* Start Records to use *

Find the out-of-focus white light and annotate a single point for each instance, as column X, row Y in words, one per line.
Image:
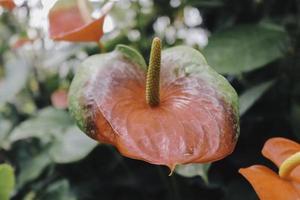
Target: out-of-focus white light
column 108, row 25
column 161, row 24
column 134, row 35
column 175, row 3
column 192, row 16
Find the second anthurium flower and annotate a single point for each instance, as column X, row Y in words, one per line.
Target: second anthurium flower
column 176, row 111
column 285, row 185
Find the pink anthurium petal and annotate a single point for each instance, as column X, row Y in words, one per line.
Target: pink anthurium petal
column 195, row 122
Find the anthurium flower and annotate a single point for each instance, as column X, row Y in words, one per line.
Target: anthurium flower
column 71, row 20
column 176, row 111
column 9, row 4
column 269, row 185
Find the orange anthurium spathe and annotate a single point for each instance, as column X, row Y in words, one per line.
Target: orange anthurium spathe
column 9, row 4
column 176, row 111
column 268, row 185
column 71, row 20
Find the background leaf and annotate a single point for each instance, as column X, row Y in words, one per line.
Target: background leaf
column 48, row 123
column 245, row 48
column 7, row 181
column 33, row 167
column 248, row 98
column 72, row 146
column 15, row 69
column 59, row 190
column 191, row 170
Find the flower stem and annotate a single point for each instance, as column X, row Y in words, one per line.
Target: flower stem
column 153, row 74
column 288, row 165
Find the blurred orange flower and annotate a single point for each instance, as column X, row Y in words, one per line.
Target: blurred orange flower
column 8, row 4
column 71, row 20
column 269, row 185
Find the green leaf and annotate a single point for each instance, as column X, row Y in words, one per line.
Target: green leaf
column 53, row 126
column 59, row 190
column 16, row 73
column 32, row 168
column 47, row 124
column 248, row 98
column 132, row 55
column 72, row 146
column 245, row 48
column 295, row 119
column 5, row 127
column 191, row 170
column 7, row 181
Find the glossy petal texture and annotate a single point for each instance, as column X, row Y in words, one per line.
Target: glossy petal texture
column 8, row 4
column 70, row 20
column 278, row 150
column 195, row 122
column 268, row 185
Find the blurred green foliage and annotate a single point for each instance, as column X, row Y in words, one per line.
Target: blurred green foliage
column 254, row 43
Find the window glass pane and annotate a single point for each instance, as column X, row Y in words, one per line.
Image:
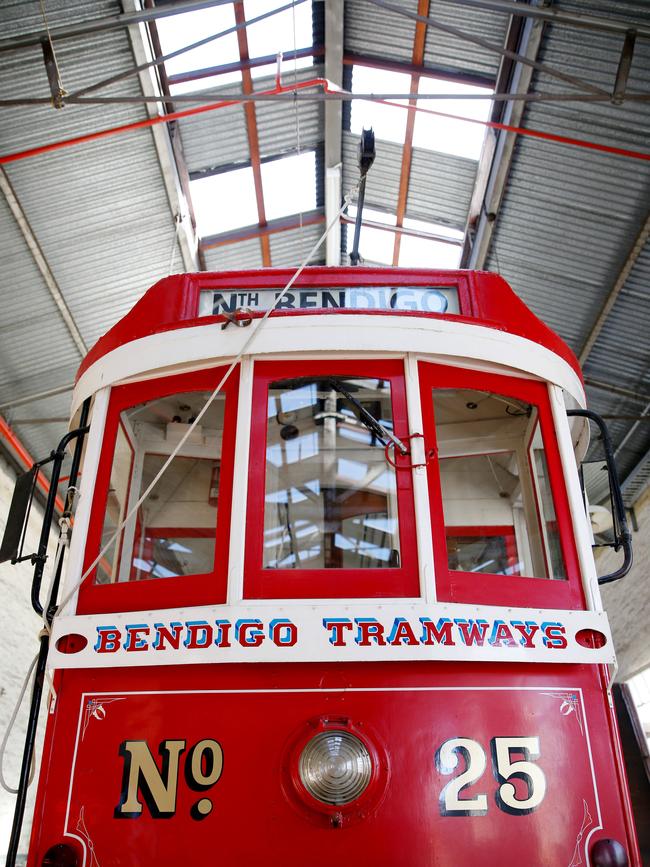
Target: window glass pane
column 331, row 499
column 173, row 532
column 497, row 502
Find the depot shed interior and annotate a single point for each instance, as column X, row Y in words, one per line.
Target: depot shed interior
column 510, row 136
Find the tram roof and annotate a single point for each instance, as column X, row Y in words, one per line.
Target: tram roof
column 483, row 298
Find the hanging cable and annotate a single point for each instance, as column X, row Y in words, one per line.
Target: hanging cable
column 297, row 116
column 259, row 323
column 330, row 91
column 58, row 91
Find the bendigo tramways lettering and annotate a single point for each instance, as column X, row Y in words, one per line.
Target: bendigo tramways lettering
column 338, row 631
column 143, row 780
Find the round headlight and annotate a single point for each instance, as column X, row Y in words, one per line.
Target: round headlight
column 335, row 767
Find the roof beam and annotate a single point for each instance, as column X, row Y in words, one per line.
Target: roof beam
column 247, row 233
column 41, row 262
column 620, row 390
column 239, row 65
column 348, row 58
column 545, row 13
column 110, row 23
column 624, row 273
column 496, row 159
column 423, row 70
column 169, row 153
column 407, row 151
column 333, row 126
column 253, row 135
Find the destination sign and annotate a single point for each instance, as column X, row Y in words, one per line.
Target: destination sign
column 420, row 299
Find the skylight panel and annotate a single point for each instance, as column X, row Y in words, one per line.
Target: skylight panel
column 276, row 33
column 423, row 253
column 375, row 245
column 224, row 202
column 444, row 134
column 177, row 31
column 434, row 229
column 373, row 216
column 388, row 122
column 289, row 185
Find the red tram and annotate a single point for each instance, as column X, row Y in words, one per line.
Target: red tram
column 330, row 595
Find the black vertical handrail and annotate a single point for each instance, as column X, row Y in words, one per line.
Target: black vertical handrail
column 44, row 638
column 366, row 159
column 623, row 535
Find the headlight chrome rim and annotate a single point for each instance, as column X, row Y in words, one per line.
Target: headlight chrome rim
column 335, row 767
column 367, row 799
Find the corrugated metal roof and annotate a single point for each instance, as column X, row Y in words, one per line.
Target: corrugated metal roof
column 569, row 216
column 378, row 32
column 440, row 188
column 242, row 255
column 99, row 211
column 288, row 249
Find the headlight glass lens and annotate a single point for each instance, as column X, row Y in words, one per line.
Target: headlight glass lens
column 335, row 767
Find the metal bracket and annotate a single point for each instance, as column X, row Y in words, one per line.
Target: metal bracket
column 244, row 322
column 429, row 454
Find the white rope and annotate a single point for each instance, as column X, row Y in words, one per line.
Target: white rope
column 64, row 523
column 62, row 543
column 172, row 257
column 295, row 105
column 57, row 100
column 3, row 747
column 258, row 324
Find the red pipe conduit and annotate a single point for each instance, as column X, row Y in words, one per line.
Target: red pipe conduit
column 328, row 87
column 24, row 458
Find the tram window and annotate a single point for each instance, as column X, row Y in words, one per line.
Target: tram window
column 497, row 502
column 173, row 532
column 330, row 495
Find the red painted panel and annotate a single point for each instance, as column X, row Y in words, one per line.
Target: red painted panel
column 256, row 714
column 162, row 592
column 484, row 298
column 485, row 589
column 327, row 583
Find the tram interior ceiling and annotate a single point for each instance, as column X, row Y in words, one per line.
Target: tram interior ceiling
column 345, row 452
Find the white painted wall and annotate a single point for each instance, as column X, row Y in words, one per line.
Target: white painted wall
column 19, row 626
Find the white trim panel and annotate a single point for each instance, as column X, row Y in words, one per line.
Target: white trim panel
column 337, row 631
column 203, row 345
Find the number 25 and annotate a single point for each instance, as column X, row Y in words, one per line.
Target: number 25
column 447, row 758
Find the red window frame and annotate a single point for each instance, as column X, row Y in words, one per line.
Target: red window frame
column 506, row 532
column 488, row 589
column 186, row 590
column 260, row 583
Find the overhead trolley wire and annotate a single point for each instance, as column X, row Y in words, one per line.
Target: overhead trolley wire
column 329, row 89
column 490, row 46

* End Records to use *

Problem details
Your task is an exact transcription of all the data, minus the pictures.

Full response
Find the out-of-focus white light and annotate a single point for each instance, as column X, row Y in words, one per line.
Image:
Target: out-of-focus white light
column 108, row 25
column 161, row 24
column 134, row 35
column 175, row 3
column 192, row 16
Find the second anthurium flower and annotate a single point for each instance, as column X, row Y in words, one per line.
Target: second anthurium flower
column 176, row 111
column 285, row 185
Find the pink anthurium petal and annotate a single point for each instance, as column X, row Y in words, one per line.
Target: pink anthurium petal
column 195, row 122
Find the anthurium flower and annotate a single point for each instance, as column X, row Y in words, one per line.
Target: anthurium flower
column 71, row 20
column 176, row 111
column 9, row 4
column 269, row 185
Find the orange anthurium spathe and annotate a single point for each instance, as column X, row Y in words, one per line.
Target: orange anthurium spathe
column 9, row 4
column 176, row 111
column 268, row 185
column 71, row 20
Find the background leaf and annotate a single point for each instance, as column X, row Y in words, one per line.
Target: background leaf
column 48, row 123
column 245, row 48
column 7, row 181
column 33, row 167
column 248, row 98
column 72, row 146
column 15, row 69
column 59, row 190
column 191, row 170
Find the flower stem and annotate a single point for each instance, as column X, row Y in words, one per line.
Target: flower stem
column 153, row 74
column 288, row 165
Find the blurred orange flower and annotate a single point for each instance, as column X, row Y in words, one per line.
Target: blurred orange flower
column 8, row 4
column 71, row 20
column 269, row 185
Find the green leaf and annotate a single point for each instance, as column X, row Y in words, one per line.
Target: green leaf
column 53, row 126
column 59, row 190
column 16, row 73
column 32, row 168
column 47, row 124
column 248, row 98
column 132, row 55
column 72, row 146
column 245, row 48
column 295, row 119
column 5, row 127
column 191, row 170
column 7, row 181
Find the glossy petal texture and annotate a single point for each instance, as column X, row Y in words, one per line.
Target: glossy petal texture
column 8, row 4
column 70, row 20
column 278, row 150
column 195, row 122
column 268, row 185
Find the blurred green foliage and annotate a single point for each instance, as column X, row Y in words, one per line.
Target: blurred green foliage
column 254, row 43
Find the window glass pane and annotate a single point for each instance, as column X, row Y in words, one per line.
Image:
Target: window glass pane
column 331, row 499
column 173, row 532
column 497, row 502
Find the depot shed interior and annotate a single point for each instance, as column X, row Y in words, one per line.
Target: depot shed interior
column 510, row 136
Find the tram roof and annotate a single point for each instance, as column X, row Y in words, one per line.
Target: tram roof
column 483, row 298
Find the hanging cable and annotate a single point for each instance, as column X, row Y in words, one per line.
Target: hanging cable
column 297, row 116
column 259, row 323
column 330, row 91
column 58, row 91
Find the bendigo tramways lettering and annotate a single point for each instance, as column X, row Y in words, one per line.
Target: bendigo tramways lettering
column 338, row 631
column 143, row 780
Find the round headlight and annotate a single point for each instance, as column X, row Y in words, one per line.
Target: round headlight
column 335, row 767
Find the roof beam and annotate a single point for each instance, as column X, row Y in words, one per line.
Target: roof beam
column 247, row 233
column 41, row 262
column 620, row 390
column 239, row 65
column 348, row 58
column 545, row 13
column 110, row 23
column 624, row 273
column 496, row 159
column 423, row 70
column 169, row 153
column 407, row 151
column 333, row 126
column 253, row 135
Find the destination sign and annotate a single point for each instance, as column X, row Y in words, one per line.
Target: destination sign
column 420, row 299
Find the skylight panel and annotate a single point for each instance, as column X, row Y in words, one per line.
Target: skylight panel
column 276, row 33
column 423, row 253
column 375, row 245
column 224, row 202
column 444, row 134
column 177, row 31
column 434, row 229
column 373, row 216
column 388, row 122
column 289, row 185
Find the red tram and annotate a single point for each instance, as column X, row Y in words, one per line.
Target: red tram
column 330, row 595
Find the black vertical handrail and annotate a single point for each instance, as column X, row Y in words, one per line.
Target: black vertical handrail
column 44, row 638
column 366, row 159
column 623, row 535
Find the headlight chrome rim and annotate a single point for each instance, as column X, row Y in words, one per line.
Target: headlight chrome rim
column 335, row 767
column 367, row 799
Find the corrugated metal roof and annotate a single point for each instance, as column X, row Y in words, one per line.
Target: corrugated metal roof
column 569, row 216
column 378, row 32
column 440, row 188
column 242, row 255
column 99, row 211
column 288, row 249
Find the headlight glass lens and annotate a single point for each instance, as column X, row Y in words, one per line.
Target: headlight glass lens
column 335, row 767
Find the metal bracket and annotate a single point for each instance, as column X, row Y in words, one per line.
Target: metal bracket
column 244, row 322
column 429, row 454
Find the white rope and annotate a single point for each instance, as column X, row Y in words, one per line.
Target: white rope
column 64, row 523
column 62, row 543
column 172, row 257
column 295, row 105
column 57, row 100
column 3, row 747
column 258, row 324
Find the red pipe conduit and annotate a single point for each instance, as column X, row Y in words, one per line.
Target: red pipe conduit
column 328, row 87
column 24, row 458
Find the tram window and annotate a single point for each instance, as column X, row Y in words, one per line.
Target: tram window
column 497, row 502
column 173, row 532
column 330, row 495
Find the red painted panel and annotate a single point for each instance, as column X, row Y in words, one per line.
Target: red painted panel
column 256, row 714
column 162, row 592
column 484, row 298
column 485, row 589
column 327, row 583
Find the tram interior ceiling and annotate a single point for each instance, as column X, row Y in words, one per line.
Target: tram interior ceiling
column 345, row 452
Find the white painted wall and annotate a single point for each instance, as column X, row Y in words, one per line.
Target: white painted wall
column 19, row 626
Find the white trim panel and annotate a single point for each instance, as column X, row Y in words, one per line.
Target: white trim panel
column 337, row 631
column 203, row 345
Find the number 25 and annotate a single point for each instance, as column X, row Y in words, one per line.
Target: number 25
column 447, row 758
Find the red window frame and annotate a single point for each instance, as column X, row Y in words, one per line.
Target: red window frame
column 506, row 532
column 488, row 589
column 186, row 590
column 260, row 583
Find the overhead trolley wire and annotate a single point for each instance, as column X, row Y in words, one per line.
Target: overhead trolley wire
column 329, row 89
column 490, row 46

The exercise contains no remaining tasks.